• TASK DESCRIPTION
Rescale the records from the line with "of the grassy" through the end of the records, rewriting every one of those lines in full. Multiply each answer coordinate by 0.4 and round to whole numbers with halves going up, leaving all other numbers, including the sample coordinates, unchanged.

• DATA SECTION
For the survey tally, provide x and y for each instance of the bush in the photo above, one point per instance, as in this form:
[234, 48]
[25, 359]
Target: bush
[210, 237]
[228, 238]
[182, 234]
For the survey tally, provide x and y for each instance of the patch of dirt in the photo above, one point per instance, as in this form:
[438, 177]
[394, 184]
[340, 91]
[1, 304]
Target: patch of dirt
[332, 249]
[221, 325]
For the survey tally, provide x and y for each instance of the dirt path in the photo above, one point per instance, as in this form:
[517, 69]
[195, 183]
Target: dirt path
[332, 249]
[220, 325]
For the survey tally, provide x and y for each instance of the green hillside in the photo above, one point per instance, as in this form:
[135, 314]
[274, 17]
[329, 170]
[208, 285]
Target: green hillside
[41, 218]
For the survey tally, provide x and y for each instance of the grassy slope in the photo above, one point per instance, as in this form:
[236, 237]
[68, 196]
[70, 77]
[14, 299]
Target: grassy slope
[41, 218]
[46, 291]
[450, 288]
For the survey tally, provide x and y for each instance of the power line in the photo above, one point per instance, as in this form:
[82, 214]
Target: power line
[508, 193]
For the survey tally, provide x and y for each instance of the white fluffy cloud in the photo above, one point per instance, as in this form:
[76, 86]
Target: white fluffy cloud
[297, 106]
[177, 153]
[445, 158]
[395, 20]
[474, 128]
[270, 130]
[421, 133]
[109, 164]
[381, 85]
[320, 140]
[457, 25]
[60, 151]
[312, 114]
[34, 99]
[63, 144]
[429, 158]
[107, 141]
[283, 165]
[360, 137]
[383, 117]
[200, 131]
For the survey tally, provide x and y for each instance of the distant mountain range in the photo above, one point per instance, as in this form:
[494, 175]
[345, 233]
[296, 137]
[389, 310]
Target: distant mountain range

• REPLY
For the survey tally, provide x and y for each instance of the grassy slope in the photo above, one point per instance, as in this form:
[236, 237]
[68, 196]
[70, 77]
[14, 299]
Target: grassy slope
[16, 87]
[18, 116]
[180, 115]
For the survey tally, provide x and y for each instance of the power line in the photo above, one point per instance, as in this form:
[82, 214]
Target: power line
[203, 77]
For the survey tally, provide x and y for each instance of the white fluffy cloud in the photo above, one point per instance, as in this form:
[76, 86]
Target: white fluffy cloud
[119, 42]
[71, 61]
[178, 63]
[158, 8]
[190, 51]
[108, 52]
[168, 53]
[44, 66]
[152, 34]
[128, 56]
[183, 10]
[24, 60]
[125, 46]
[14, 40]
[25, 58]
[172, 63]
[43, 56]
[113, 66]
[144, 55]
[153, 47]
[80, 52]
For the survey tally, provide x and y for each instance of the distant mountain range in the photo above, one point per instance, as in this form:
[494, 175]
[345, 233]
[296, 137]
[389, 310]
Target: distant mountain range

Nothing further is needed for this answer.